# Поставленная задача:
Выпишите из материала ниже все строки, где встречается слово «flower».

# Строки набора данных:
»»
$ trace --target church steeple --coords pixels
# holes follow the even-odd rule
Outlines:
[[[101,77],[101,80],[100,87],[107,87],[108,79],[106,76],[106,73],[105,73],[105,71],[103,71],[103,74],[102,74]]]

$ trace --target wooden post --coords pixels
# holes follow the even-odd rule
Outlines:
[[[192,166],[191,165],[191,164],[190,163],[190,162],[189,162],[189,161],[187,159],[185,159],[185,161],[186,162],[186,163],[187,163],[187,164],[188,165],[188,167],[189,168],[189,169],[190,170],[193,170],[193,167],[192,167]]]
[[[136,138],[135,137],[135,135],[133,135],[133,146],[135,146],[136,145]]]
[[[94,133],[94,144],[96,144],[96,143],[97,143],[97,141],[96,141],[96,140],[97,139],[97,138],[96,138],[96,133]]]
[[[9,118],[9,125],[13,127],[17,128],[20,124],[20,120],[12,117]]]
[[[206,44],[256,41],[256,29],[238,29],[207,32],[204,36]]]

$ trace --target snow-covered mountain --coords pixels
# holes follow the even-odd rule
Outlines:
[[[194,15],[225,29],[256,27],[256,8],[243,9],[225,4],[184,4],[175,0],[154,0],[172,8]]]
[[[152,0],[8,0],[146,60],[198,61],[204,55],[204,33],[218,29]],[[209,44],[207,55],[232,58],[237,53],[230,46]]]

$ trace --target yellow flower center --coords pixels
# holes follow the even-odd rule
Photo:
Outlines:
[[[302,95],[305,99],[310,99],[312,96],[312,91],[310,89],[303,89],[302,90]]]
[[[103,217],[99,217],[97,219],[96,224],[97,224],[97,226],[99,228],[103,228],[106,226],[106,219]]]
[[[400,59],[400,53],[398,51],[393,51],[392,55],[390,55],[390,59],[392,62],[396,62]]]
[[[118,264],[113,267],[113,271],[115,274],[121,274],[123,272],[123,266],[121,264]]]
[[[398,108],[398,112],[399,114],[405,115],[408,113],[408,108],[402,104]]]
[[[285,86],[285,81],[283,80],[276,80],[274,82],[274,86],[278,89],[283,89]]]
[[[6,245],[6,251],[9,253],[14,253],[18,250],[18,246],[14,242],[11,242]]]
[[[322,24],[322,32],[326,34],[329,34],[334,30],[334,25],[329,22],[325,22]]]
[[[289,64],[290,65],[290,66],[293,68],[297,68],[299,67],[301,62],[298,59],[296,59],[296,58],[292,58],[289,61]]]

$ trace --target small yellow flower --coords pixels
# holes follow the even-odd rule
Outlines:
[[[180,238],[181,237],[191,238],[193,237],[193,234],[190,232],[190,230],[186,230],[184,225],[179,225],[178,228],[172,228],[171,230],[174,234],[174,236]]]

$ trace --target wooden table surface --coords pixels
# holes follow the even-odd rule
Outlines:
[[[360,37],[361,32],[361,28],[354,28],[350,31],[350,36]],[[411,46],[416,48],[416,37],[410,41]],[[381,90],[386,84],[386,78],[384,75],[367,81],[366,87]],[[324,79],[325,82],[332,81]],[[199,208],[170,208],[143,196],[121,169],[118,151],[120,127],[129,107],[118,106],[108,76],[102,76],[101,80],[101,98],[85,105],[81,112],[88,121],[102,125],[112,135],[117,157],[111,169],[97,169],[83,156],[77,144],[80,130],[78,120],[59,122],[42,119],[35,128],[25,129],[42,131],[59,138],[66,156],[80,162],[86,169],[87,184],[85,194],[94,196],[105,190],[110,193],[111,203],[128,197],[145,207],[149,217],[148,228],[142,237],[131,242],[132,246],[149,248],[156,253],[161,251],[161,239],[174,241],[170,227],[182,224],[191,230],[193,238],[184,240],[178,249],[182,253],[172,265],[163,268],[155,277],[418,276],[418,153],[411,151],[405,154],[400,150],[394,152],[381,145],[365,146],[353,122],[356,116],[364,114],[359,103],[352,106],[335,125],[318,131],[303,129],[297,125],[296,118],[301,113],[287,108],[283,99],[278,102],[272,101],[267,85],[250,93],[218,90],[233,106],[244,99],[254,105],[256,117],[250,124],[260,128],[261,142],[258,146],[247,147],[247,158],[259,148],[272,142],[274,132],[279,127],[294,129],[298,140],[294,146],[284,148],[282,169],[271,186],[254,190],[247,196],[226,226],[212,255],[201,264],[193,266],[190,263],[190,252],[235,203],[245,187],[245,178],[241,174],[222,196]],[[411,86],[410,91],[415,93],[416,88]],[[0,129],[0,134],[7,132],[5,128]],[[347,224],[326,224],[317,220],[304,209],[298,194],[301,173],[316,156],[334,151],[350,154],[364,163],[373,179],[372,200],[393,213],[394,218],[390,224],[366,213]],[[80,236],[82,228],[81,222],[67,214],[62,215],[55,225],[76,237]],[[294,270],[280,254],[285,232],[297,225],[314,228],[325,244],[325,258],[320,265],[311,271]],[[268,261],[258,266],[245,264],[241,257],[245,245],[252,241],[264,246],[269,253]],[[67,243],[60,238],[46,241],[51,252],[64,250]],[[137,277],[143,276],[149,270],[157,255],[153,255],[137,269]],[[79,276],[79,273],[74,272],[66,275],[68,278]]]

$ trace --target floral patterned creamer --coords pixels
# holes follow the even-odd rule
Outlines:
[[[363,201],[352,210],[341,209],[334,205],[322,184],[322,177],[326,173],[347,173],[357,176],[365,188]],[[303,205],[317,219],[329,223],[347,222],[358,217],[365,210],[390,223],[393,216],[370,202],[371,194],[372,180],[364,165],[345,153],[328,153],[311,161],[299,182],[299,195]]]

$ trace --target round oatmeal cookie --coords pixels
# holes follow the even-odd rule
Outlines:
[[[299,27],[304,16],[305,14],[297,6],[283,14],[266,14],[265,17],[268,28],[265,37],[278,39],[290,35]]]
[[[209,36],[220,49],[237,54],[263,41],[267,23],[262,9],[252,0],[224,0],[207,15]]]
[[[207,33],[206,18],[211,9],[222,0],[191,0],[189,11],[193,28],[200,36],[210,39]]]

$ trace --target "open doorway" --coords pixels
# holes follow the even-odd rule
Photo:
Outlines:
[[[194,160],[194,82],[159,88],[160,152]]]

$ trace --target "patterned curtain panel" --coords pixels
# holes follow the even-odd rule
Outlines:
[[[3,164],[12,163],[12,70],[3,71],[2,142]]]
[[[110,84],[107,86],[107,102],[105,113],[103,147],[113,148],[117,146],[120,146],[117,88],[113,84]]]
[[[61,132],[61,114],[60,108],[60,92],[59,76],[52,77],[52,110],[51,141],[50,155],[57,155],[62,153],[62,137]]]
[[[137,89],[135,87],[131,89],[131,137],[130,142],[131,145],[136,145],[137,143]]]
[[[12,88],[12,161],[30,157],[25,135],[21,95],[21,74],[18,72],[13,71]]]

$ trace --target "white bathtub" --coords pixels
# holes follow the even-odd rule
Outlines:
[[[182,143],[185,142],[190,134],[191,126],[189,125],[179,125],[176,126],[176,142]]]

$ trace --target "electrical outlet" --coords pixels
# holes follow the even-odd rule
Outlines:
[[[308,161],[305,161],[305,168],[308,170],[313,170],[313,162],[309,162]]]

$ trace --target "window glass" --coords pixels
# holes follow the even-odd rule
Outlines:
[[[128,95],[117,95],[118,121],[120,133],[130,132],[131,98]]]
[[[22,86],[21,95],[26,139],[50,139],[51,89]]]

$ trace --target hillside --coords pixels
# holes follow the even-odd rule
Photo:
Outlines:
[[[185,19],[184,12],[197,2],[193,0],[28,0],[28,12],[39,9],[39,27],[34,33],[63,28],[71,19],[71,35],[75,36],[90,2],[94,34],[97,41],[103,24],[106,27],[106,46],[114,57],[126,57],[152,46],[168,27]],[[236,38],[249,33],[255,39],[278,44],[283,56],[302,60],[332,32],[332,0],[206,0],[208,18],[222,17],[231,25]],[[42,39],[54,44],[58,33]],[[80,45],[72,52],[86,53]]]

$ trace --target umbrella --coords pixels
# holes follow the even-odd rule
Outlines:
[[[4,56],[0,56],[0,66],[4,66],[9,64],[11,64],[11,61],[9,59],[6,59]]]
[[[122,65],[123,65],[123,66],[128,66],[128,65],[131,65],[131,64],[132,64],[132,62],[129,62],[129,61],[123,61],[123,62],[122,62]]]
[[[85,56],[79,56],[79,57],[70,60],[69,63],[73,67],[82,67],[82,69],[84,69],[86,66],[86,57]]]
««
»»
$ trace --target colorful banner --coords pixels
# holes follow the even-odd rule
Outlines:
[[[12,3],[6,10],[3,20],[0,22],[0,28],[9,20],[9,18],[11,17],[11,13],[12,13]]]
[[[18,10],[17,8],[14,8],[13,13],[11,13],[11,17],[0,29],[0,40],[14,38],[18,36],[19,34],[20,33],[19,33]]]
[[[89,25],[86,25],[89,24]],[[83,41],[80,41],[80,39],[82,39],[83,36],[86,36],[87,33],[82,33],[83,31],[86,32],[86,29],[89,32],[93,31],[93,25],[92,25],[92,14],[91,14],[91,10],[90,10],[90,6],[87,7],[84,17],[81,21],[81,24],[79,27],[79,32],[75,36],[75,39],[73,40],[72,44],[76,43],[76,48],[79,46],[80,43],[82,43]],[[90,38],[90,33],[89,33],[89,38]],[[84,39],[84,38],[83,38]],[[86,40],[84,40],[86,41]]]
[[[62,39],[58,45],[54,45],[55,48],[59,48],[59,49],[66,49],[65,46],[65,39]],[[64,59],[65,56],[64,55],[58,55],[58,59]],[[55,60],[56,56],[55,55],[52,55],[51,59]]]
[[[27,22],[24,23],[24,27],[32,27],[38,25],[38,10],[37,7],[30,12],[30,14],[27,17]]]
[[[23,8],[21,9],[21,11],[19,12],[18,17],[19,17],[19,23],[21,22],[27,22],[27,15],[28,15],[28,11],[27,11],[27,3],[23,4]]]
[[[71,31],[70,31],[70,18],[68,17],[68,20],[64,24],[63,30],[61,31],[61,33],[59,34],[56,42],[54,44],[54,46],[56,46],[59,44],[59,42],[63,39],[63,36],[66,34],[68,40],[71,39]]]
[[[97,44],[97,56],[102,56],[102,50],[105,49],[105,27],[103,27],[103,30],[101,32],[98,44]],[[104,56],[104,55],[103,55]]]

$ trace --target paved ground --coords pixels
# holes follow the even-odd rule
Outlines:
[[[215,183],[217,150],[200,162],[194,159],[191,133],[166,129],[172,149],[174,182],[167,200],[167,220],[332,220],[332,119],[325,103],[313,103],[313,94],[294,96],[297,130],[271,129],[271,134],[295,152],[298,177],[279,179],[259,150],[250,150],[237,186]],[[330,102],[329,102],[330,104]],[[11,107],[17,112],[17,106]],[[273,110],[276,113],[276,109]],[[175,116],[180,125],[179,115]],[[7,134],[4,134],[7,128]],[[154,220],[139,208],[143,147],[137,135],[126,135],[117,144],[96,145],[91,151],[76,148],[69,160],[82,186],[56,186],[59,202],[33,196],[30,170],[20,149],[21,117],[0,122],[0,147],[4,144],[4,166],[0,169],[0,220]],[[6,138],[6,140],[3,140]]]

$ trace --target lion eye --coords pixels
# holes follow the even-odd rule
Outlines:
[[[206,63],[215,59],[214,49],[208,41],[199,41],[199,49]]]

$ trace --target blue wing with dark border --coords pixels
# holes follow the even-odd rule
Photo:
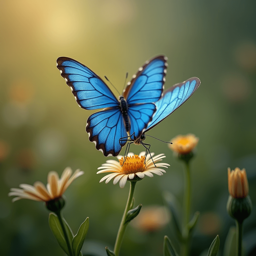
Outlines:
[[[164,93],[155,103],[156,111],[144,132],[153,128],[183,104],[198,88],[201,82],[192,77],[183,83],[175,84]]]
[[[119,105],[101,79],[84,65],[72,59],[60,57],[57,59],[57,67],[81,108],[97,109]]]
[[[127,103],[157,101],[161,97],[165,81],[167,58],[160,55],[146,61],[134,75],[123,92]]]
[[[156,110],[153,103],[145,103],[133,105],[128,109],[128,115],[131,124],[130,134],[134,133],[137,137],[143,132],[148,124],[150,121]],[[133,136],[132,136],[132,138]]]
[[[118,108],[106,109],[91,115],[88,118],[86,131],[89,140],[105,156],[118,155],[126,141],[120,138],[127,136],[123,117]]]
««
»»
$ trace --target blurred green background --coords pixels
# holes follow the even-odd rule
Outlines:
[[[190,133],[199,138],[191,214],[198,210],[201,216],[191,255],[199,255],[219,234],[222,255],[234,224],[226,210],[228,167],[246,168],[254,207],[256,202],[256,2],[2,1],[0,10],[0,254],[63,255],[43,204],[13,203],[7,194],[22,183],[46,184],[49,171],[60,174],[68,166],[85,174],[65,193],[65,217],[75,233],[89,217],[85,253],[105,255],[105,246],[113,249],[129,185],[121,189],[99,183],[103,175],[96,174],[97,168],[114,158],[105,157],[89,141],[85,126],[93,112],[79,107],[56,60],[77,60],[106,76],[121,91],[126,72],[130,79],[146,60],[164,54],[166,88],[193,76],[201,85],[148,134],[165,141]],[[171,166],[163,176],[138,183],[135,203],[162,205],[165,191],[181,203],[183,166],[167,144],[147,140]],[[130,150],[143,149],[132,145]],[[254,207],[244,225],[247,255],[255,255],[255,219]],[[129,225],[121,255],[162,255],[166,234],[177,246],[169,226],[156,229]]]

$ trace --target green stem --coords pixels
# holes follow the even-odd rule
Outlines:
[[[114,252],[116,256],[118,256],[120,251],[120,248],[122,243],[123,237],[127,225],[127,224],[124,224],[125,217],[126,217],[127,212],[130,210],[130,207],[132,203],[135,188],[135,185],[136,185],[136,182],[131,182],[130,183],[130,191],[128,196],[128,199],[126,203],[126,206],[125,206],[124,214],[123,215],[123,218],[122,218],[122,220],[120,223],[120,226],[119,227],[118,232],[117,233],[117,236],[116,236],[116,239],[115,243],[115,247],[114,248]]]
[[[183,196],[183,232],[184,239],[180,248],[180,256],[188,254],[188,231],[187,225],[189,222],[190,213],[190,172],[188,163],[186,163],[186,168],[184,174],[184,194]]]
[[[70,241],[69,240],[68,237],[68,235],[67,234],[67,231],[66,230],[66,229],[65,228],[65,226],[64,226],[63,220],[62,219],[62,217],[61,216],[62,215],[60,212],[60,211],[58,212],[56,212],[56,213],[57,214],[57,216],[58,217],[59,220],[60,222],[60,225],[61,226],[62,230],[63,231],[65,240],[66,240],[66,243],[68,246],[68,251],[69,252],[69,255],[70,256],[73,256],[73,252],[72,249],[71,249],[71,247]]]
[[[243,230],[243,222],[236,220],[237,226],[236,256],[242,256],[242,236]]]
««
# Готовое решение:
$ trace --target yellow flower center --coords pixels
$ trace --target small yellow flower --coords pixels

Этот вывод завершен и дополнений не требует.